• [QUOTED PASSAGE]:
Start of Block

(Post: 01/06/2016,South China Morning Post)
Eco-warrior turns her Tai Po home into storage space to save perfectly good unwanted items from landfill.
“I once saw a brand new toilet, still wrapped in plastic, chucked at a refuse site. So I asked the cleaning ladies to keep it there for a couple of days while I found it a new owner,” she recalls.
Lam has used her own Tai Po home as temporary storage space to save perfectly functional goods or food from a wasteful end in the landfill. “I get a little overzealous sometimes and my husband tells me off for hoarding,” she laughs.
With a strong desire to connect unwanted items with new owners, Lam first began maintaining a small email network of people who might know those who might know someone who might want such things.
Step by step, her community grew.
When she came across the online concept of “green mapping”, she ended up kick-starting her own local version.
The idea is to map out “green spots” in your community—such as recyclers, bag and shoe repairers, veggie restaurants—to help create a more environmentally friendly lifestyle.
Her brainchild, about to be officially relaunched as wherevergreen.hk later this month, aims to create a virtual eco-village, where environmentally conscious “villagers” across Hong Kong may connect and share the tidbits of such a lifestyle via the web platform.

End of Block

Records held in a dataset
Start of Block

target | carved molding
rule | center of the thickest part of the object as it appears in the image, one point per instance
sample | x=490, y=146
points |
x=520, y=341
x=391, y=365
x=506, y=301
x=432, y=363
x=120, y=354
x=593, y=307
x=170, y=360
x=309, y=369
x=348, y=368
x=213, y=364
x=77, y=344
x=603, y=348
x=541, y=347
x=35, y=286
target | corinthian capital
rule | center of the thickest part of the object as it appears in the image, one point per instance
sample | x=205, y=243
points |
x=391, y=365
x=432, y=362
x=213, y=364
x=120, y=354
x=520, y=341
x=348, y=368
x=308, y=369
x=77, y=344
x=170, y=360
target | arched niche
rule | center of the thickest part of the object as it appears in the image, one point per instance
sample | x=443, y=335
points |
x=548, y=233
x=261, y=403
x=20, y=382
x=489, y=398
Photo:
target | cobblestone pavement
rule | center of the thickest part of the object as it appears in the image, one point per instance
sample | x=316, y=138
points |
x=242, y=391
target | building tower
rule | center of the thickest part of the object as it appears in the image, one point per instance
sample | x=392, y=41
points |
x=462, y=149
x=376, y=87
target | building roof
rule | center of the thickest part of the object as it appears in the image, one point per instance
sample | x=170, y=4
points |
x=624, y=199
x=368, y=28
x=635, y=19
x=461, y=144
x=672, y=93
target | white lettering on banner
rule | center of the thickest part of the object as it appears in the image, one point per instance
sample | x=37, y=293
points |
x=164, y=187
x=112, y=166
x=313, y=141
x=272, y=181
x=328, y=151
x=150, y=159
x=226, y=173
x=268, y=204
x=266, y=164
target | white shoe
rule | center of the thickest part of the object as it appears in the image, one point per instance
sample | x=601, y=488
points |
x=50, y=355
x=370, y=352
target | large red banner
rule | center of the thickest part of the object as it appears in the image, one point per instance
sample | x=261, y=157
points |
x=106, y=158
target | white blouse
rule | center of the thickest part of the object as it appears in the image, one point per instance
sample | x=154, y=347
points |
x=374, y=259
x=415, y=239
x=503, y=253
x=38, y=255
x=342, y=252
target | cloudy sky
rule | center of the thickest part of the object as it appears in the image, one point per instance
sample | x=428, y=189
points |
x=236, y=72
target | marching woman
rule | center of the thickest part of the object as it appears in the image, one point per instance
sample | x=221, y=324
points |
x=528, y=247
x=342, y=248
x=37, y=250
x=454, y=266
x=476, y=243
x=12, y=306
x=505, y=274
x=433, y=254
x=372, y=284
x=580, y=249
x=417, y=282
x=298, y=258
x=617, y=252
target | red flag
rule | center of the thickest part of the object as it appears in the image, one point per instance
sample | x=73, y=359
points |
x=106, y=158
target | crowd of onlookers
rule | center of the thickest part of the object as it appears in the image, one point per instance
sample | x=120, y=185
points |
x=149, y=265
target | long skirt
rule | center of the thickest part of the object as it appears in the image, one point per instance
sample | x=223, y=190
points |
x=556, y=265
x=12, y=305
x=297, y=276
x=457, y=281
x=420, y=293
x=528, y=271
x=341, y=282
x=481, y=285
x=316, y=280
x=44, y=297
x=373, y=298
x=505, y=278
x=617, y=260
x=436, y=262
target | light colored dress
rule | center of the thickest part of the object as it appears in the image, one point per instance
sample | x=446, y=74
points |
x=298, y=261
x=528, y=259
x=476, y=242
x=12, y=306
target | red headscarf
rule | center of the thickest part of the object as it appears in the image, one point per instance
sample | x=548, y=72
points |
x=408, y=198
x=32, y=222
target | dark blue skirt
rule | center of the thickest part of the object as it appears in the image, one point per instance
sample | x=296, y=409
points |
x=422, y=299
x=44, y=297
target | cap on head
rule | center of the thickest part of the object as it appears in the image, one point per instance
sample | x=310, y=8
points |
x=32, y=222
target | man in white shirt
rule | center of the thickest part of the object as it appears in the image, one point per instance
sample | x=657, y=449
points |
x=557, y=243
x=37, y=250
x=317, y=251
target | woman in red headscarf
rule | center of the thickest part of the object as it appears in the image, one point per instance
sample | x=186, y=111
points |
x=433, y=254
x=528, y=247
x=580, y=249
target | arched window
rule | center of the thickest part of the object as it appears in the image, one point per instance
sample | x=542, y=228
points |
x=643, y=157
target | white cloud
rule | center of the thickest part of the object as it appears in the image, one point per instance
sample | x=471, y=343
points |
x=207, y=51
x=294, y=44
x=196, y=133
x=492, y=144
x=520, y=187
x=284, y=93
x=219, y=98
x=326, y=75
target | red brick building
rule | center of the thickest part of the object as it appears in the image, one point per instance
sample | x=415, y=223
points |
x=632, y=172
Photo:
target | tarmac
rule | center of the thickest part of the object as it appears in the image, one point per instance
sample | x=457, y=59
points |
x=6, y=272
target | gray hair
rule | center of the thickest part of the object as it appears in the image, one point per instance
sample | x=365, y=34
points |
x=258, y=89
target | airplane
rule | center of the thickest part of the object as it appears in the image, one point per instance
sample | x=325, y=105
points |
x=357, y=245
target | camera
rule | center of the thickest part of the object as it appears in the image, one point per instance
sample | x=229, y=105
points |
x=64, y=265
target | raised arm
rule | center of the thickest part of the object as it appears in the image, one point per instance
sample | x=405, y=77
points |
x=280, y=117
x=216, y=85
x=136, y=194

End of Block

• [WORK ORDER A]: According to the news article, under what name is Lam's green-mapping project about to be officially relaunched?
• [WORK ORDER B]: Reproduce the news article word for word, starting at "Step by step, her" and ending at "environmentally friendly lifestyle.".
Rely only on the news article for what comes next.

• [TASK OUTPUT A]: wherevergreen.hk

• [TASK OUTPUT B]:
Step by step, her community grew.
When she came across the online concept of “green mapping”, she ended up kick-starting her own local version.
The idea is to map out “green spots” in your community—such as recyclers, bag and shoe repairers, veggie restaurants—to help create a more environmentally friendly lifestyle.